TASK INSTRUCTIONS: Repeat only the lines from the one holding "the white flower" down to the last line of the listing below, including both of those lines.

RECORDED INFORMATION:
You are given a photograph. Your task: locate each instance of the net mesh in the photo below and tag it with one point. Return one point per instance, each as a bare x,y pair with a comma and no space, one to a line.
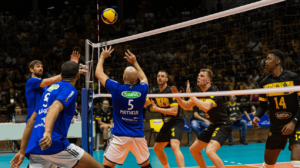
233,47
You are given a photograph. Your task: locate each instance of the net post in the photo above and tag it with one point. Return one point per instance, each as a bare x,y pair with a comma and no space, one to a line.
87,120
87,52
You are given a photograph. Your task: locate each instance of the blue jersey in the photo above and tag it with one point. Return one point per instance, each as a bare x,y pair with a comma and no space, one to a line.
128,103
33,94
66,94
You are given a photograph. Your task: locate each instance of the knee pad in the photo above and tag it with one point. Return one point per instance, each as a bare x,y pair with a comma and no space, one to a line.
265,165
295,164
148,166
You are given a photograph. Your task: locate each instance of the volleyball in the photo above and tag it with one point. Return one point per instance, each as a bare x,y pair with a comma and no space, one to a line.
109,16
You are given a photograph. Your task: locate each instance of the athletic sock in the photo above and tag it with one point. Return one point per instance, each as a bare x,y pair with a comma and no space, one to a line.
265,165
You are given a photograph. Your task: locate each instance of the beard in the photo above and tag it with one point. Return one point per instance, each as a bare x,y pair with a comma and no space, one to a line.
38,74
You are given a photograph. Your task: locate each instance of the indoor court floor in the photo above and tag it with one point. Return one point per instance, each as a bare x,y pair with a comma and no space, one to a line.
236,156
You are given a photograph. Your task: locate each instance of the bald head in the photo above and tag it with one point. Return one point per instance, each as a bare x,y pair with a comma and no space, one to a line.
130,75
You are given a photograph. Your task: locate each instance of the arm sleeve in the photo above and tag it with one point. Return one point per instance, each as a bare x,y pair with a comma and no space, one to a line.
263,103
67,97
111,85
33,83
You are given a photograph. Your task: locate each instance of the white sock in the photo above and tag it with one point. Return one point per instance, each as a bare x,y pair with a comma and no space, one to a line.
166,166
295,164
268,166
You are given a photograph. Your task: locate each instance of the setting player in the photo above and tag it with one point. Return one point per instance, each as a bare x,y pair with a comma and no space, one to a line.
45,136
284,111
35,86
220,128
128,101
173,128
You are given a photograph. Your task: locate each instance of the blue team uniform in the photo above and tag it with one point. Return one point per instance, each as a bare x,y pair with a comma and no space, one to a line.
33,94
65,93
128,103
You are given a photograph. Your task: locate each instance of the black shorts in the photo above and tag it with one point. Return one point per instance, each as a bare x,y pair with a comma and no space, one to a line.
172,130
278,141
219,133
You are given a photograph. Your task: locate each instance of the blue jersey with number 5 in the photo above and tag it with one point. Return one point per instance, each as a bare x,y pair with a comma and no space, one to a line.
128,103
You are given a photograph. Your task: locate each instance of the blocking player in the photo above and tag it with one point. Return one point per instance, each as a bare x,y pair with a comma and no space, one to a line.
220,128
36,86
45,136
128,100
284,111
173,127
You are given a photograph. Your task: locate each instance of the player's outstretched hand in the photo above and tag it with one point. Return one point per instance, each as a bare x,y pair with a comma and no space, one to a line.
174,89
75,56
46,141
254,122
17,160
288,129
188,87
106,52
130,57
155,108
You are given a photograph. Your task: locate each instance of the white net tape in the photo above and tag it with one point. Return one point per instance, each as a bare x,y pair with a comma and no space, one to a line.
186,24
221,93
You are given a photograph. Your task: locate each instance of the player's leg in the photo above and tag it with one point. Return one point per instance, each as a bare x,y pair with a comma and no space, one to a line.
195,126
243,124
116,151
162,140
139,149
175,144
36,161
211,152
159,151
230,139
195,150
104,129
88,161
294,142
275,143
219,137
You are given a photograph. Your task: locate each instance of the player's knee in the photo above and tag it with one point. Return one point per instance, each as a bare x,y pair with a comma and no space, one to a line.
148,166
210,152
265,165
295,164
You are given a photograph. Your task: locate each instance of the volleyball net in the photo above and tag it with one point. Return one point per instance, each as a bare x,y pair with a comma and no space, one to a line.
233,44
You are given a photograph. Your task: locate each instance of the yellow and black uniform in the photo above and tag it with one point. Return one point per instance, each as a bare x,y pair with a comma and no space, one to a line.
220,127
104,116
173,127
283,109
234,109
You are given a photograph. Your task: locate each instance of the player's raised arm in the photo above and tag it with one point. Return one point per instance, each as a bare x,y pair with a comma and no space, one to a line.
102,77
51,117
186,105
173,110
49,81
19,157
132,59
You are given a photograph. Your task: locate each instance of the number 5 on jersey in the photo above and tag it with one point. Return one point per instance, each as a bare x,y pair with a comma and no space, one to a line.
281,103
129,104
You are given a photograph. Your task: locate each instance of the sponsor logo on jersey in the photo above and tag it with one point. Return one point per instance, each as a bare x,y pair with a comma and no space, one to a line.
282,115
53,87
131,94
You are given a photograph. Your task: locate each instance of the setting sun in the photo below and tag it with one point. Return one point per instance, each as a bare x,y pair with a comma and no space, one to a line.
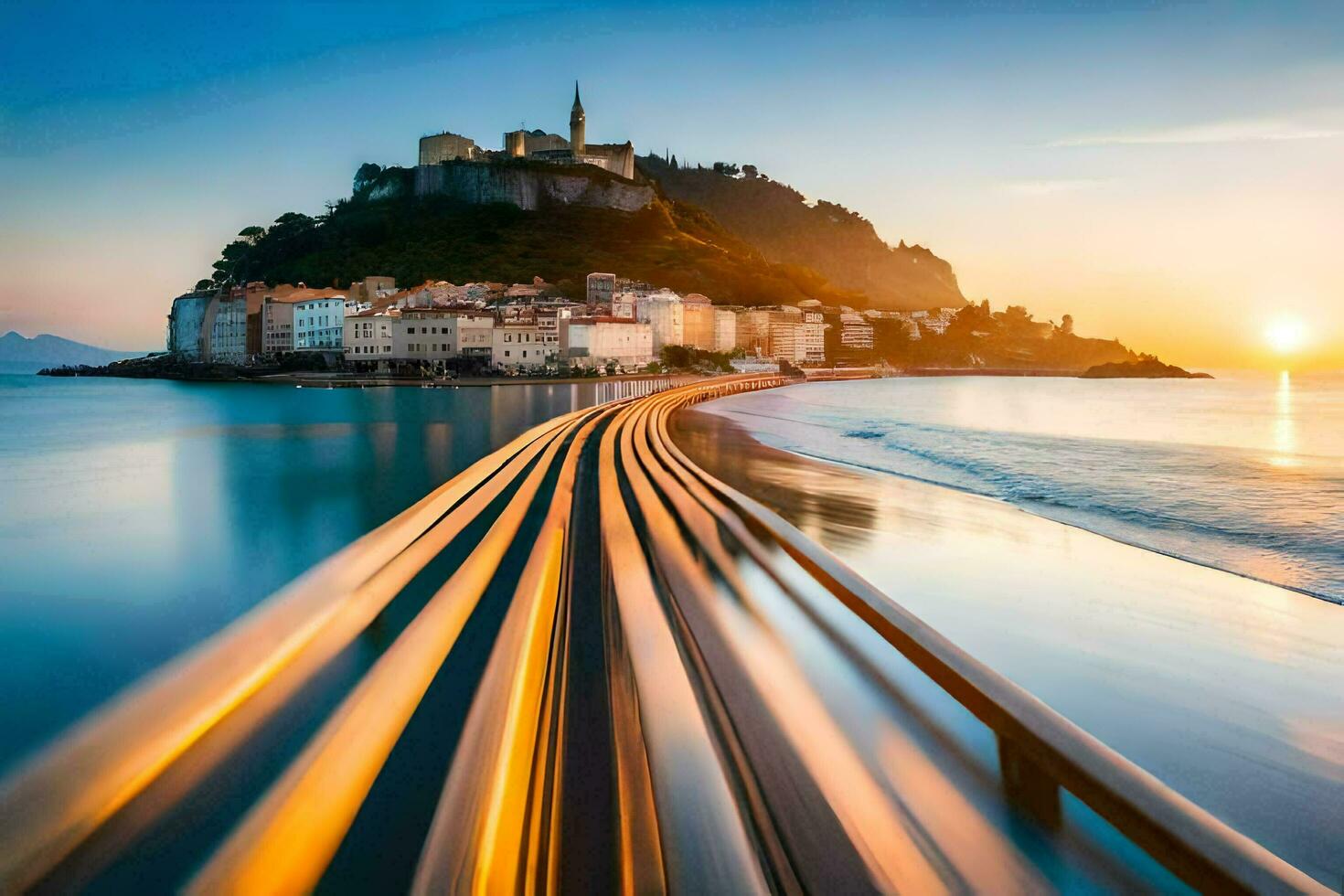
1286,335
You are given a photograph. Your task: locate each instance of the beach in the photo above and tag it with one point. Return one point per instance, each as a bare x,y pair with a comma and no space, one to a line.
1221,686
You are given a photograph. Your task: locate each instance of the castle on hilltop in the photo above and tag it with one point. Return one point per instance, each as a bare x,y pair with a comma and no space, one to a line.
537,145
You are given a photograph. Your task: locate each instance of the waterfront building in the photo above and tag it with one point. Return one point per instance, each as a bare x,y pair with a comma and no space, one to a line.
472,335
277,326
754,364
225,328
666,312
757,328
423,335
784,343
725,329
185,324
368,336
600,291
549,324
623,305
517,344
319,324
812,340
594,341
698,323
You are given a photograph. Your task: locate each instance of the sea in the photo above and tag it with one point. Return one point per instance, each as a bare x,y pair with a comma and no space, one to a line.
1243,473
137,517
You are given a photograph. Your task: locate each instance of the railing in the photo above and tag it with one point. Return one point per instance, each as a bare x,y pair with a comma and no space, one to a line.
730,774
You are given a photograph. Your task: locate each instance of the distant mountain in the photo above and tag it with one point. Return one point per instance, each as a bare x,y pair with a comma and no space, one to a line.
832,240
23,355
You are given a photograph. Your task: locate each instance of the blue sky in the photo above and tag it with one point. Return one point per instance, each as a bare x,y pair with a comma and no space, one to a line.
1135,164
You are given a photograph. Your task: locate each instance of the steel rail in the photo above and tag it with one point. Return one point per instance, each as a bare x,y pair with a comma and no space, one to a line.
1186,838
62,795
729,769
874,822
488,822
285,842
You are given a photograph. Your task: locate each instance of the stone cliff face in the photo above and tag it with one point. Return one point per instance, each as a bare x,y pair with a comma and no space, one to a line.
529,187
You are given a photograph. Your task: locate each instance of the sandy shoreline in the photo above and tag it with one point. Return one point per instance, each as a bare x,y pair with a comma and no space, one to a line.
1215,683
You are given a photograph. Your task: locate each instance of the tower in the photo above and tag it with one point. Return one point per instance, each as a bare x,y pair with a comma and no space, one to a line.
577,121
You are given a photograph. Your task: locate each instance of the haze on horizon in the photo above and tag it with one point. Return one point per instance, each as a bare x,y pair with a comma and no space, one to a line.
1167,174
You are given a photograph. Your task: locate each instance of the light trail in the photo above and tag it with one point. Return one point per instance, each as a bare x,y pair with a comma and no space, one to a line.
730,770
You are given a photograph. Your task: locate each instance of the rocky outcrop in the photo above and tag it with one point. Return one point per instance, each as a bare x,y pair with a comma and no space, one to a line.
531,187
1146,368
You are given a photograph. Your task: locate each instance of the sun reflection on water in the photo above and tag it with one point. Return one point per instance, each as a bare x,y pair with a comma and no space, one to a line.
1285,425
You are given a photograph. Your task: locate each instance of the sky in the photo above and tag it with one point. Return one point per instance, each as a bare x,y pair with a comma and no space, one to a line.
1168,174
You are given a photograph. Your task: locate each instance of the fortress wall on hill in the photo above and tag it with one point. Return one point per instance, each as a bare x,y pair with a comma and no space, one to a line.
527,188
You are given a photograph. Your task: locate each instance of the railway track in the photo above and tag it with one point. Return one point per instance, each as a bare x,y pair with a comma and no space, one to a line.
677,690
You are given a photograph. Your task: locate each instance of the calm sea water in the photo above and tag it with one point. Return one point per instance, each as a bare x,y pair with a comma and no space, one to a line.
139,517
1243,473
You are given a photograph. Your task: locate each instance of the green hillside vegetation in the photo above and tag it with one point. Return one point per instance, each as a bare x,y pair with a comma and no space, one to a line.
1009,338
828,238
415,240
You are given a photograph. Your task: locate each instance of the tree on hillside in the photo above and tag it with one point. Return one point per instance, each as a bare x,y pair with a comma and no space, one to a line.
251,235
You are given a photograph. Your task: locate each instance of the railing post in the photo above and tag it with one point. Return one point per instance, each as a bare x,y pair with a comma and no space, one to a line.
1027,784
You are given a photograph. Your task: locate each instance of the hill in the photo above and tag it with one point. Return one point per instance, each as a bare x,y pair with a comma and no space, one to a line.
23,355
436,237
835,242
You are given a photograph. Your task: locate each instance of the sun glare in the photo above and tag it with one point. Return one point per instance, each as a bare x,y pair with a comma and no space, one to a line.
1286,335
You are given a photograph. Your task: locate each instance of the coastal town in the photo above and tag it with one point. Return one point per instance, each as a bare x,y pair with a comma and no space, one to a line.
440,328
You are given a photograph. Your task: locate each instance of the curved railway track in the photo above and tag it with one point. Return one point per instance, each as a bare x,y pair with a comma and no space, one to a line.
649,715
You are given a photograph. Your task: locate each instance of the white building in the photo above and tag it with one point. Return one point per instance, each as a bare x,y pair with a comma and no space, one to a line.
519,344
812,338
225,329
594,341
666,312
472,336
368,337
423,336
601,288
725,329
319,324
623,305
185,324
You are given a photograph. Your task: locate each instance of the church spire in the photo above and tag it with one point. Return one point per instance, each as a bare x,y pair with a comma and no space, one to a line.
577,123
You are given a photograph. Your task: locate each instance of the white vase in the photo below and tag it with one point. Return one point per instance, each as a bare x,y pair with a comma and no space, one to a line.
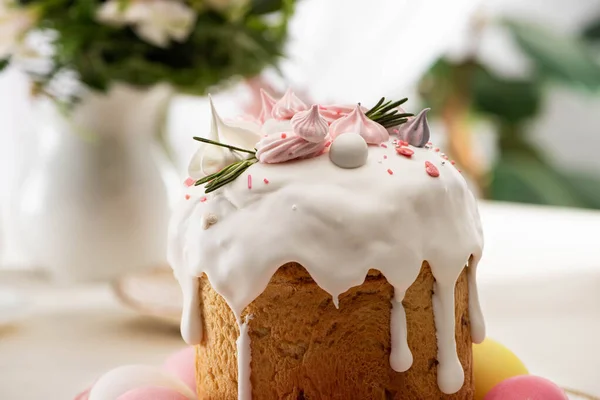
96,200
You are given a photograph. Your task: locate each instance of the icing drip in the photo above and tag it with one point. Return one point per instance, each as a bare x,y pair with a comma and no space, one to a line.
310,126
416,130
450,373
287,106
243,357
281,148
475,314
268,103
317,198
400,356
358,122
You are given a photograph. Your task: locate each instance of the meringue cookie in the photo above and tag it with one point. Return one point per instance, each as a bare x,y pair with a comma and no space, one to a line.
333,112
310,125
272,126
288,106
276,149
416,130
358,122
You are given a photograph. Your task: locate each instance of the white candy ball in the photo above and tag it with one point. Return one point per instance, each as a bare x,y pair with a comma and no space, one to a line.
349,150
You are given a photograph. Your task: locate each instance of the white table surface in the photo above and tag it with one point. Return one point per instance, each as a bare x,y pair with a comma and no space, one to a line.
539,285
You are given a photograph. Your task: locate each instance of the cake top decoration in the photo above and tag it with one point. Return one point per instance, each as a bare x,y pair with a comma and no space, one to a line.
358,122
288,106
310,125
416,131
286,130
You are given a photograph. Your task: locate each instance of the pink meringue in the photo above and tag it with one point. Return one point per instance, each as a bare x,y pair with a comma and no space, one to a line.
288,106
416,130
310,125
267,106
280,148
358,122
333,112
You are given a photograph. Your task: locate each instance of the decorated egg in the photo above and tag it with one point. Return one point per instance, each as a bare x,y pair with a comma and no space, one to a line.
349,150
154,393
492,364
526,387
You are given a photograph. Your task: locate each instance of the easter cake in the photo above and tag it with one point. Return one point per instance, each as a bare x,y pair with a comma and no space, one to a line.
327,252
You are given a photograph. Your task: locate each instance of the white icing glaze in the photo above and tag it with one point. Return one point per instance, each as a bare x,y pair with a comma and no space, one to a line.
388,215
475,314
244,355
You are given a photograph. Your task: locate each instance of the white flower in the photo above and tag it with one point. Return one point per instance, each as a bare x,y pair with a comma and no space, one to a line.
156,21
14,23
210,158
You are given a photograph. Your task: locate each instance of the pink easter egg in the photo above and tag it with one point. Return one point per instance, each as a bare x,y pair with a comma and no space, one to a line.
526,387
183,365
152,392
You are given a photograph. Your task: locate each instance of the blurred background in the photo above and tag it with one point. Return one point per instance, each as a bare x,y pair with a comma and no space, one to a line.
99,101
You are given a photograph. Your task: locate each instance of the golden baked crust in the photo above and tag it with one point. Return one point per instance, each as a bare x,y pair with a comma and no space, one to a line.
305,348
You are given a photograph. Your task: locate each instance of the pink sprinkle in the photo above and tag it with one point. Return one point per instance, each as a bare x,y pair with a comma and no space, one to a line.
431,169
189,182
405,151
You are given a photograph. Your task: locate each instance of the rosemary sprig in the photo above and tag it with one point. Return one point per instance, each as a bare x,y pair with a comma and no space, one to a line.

IN RESPONSE:
You are given a photograph. Your task: locate each instance of the white flower in the photo above and tag it with one point. Return one point per instance, each as a bare x,y pair with a comma and no space, one to a line.
156,21
14,23
210,158
You are given a photograph. Your task: locate each instance of the pink easter egg in the photo above and tag it with one point. Return one point per instance, each as a bare x,y pair with a comma and no space, one to a line.
526,387
183,365
152,392
You are given a photograph. Your task: locate each instance of the blurred background in the photo above and tag it with one point. Return one point per instance, each as a bare x,y pair with a comma and no space, one to a line.
99,101
You are given a photograph. Your task: locate each instance of the golden baked crust in the photo above and tag it with one point. Return one point per instance, each as a bare x,y pair with a comma and no space, one to a line.
305,348
You are given a photograph. Your task: locate each instance of the pink sprinkle in the photo above and tag it with one point. Return one point per instance, each as a bare x,y pair with a comma and no space, one to a line.
431,169
189,182
405,151
You are given a photograph. Your task: locate each instance of the rosemary sprig in the photo above and tag it with one point. Return one point per instance, each as a bare x,y pair with a comma and no space, one to a line.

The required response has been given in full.